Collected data
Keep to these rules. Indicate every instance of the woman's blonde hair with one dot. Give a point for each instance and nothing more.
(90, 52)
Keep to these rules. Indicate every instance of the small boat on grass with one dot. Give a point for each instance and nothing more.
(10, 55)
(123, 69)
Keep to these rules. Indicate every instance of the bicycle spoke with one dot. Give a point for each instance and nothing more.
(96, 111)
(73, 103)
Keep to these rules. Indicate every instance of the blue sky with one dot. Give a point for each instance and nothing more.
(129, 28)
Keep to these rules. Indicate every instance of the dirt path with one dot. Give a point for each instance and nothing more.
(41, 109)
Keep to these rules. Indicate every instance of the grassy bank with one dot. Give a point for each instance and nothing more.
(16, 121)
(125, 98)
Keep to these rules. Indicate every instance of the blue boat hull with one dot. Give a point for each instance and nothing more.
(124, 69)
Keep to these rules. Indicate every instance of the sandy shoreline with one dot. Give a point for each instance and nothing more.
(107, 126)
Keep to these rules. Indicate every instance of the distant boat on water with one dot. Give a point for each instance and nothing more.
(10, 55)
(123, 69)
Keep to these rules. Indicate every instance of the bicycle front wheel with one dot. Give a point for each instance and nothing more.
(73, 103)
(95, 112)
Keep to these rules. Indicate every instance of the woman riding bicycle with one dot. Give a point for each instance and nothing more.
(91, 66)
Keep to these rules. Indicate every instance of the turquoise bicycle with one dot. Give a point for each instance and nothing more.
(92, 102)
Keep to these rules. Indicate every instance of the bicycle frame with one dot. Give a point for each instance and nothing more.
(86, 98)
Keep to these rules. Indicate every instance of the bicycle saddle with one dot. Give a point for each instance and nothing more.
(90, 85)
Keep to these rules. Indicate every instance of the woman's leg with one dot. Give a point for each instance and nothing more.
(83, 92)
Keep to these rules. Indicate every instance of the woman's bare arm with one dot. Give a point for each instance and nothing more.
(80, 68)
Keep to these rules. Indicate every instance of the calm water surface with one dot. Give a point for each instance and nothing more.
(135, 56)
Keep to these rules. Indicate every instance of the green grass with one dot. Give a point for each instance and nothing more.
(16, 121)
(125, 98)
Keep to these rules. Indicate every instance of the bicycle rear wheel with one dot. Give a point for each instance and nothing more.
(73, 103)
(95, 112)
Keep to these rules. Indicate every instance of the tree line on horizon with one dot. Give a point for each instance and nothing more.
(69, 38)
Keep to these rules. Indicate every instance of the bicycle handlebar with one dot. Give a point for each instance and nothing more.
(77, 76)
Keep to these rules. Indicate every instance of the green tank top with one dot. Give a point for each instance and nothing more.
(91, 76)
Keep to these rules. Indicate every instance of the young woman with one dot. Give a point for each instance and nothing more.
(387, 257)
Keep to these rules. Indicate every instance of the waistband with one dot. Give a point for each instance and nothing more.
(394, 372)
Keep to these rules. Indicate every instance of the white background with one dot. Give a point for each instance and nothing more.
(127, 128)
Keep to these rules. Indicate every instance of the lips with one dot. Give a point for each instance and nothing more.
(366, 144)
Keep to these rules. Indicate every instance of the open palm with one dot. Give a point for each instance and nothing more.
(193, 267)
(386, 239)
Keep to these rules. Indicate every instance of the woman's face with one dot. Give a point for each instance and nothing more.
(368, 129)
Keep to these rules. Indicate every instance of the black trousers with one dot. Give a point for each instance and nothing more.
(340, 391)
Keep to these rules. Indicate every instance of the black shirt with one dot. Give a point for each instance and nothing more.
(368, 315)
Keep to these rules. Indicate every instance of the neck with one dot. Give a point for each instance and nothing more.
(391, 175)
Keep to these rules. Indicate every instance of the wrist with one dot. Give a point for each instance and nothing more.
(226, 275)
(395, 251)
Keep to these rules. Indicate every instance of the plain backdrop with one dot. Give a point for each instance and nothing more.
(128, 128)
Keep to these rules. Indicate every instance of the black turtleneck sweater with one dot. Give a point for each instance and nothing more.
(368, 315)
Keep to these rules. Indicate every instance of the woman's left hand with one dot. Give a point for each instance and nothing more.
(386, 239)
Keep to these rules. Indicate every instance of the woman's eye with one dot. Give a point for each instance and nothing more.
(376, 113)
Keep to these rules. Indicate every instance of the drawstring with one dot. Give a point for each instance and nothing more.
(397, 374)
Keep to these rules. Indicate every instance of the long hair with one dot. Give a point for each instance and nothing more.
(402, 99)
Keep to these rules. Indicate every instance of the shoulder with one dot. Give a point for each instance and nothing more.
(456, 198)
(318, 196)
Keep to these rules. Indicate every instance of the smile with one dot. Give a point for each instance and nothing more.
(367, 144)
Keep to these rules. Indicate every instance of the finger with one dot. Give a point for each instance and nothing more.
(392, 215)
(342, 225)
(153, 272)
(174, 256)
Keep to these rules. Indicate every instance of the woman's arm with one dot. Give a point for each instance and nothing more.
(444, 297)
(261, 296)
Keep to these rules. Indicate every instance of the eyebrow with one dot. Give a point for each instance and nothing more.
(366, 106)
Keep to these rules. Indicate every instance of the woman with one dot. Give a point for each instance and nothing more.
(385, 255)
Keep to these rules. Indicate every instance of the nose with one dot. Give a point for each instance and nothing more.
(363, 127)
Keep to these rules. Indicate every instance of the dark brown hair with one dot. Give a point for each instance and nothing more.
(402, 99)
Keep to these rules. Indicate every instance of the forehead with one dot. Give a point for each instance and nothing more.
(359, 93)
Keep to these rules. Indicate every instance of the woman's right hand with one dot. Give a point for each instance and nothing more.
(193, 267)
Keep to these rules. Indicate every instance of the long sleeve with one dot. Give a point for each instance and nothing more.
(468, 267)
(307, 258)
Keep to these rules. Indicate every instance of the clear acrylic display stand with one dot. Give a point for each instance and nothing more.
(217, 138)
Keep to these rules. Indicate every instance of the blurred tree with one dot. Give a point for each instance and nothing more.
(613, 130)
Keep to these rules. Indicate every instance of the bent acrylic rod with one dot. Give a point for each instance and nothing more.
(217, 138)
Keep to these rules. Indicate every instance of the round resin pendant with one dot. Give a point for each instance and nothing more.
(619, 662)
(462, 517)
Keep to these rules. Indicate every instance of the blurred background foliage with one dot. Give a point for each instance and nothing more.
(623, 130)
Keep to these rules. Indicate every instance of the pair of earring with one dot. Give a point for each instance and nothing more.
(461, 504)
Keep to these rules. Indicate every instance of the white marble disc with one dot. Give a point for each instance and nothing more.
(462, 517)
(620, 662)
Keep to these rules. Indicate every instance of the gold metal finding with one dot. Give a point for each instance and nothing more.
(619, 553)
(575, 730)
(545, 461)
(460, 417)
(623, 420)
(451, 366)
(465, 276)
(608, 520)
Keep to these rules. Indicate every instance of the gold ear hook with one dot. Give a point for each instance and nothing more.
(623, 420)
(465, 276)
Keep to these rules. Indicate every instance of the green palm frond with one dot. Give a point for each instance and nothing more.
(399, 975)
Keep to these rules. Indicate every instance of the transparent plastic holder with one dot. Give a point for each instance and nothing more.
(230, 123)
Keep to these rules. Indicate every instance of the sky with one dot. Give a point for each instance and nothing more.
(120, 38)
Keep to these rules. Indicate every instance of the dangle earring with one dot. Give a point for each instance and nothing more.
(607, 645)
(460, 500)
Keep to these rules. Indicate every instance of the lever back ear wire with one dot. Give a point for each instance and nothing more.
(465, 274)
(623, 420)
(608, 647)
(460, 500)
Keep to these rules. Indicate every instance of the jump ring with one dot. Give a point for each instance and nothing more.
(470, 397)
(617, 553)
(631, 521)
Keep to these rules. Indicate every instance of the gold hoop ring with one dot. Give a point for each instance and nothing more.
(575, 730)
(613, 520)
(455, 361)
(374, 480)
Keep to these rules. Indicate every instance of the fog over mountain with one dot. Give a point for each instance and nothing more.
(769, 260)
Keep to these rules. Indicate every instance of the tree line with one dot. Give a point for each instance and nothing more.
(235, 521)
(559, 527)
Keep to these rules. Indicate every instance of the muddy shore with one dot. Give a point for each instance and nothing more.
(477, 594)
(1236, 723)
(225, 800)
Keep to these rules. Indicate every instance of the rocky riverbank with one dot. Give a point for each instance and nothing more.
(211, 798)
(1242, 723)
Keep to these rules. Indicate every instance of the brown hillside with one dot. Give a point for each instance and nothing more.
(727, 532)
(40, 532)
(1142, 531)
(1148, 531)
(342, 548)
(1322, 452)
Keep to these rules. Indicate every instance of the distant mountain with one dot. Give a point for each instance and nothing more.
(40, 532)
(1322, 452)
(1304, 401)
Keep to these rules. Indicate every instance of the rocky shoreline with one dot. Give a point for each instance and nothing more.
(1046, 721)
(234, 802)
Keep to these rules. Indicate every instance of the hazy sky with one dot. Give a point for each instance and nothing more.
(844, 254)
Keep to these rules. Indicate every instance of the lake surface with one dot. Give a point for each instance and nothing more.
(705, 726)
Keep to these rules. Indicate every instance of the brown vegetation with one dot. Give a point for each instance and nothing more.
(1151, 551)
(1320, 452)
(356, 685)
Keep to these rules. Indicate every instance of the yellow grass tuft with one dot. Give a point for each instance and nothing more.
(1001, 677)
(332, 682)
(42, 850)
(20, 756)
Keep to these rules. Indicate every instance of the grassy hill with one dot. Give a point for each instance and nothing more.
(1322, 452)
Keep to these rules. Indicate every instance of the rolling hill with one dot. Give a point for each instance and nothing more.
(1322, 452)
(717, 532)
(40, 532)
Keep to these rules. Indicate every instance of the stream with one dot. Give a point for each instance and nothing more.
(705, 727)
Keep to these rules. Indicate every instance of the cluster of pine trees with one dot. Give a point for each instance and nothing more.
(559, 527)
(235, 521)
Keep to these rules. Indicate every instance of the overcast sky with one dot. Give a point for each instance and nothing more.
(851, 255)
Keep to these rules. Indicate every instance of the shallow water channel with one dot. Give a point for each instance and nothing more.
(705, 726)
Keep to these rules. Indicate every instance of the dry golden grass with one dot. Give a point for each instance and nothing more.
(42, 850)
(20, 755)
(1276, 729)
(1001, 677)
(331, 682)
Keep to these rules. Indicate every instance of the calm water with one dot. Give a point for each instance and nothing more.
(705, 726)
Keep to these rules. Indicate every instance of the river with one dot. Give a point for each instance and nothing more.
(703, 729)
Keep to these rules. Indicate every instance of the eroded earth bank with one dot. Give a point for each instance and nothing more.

CHALLENGE
Reproduce the listing above exactly from the line containing "Keep to these rules. Indicate every instance of the lake" through its last line, with both of those lines included.

IN RESPONSE
Keep to these rules. Indicate every instance of the lake surface with one dot. Give a point for each instance and nothing more.
(705, 726)
Keep to these rules. Indicate every instance of the brown vegetation with one dot. Give a point for each instance and nothing more.
(1151, 551)
(1320, 452)
(356, 685)
Keep to these rules. Indicate every instance of the yellow grass tuft with one dot. Give a point for each instance and nothing more.
(1001, 677)
(332, 682)
(42, 850)
(20, 756)
Keep to these rules. Indicate every instance of the grassy hill with one dot. Give a point for each instance and nothing more.
(1322, 452)
Keep to these rules. Indicate every instance of the rolling hill with one dot. Give a point for each instance and nothing more.
(1322, 452)
(717, 532)
(40, 532)
Keep to these rules. Indicate every instance of the stream with one dot. Give a point for each instance and nothing more.
(705, 727)
Keep to these rules. Indicate every instance of the cluster of pine trees with one dot. Give a point for each instance and nothing more.
(559, 527)
(235, 521)
Keep to these rules. Indicate every instance of the overcast sky with one dot. Give a point for each instance and nothing more.
(851, 255)
Keep to these rules. Indicate every instance of the shallow water channel with one dot. Give a point for each instance and nothing more.
(705, 726)
Keep to these rules. Indicate every instance of the dry golden grass with one dot. Give a point for each instance and nothing more.
(42, 850)
(20, 755)
(1276, 729)
(1001, 677)
(331, 682)
Keep to these rules. Indicate every instance of the calm water with one dot. Give a point for each instance and nothing more.
(705, 726)
Keep to these rules. Indicate every instance of the river with one dot. Give a point for each instance and nothing more.
(703, 729)
Keep to these rules. Indicate every instance of the eroded earth bank with one dot. Give a point for each instance and nothing more.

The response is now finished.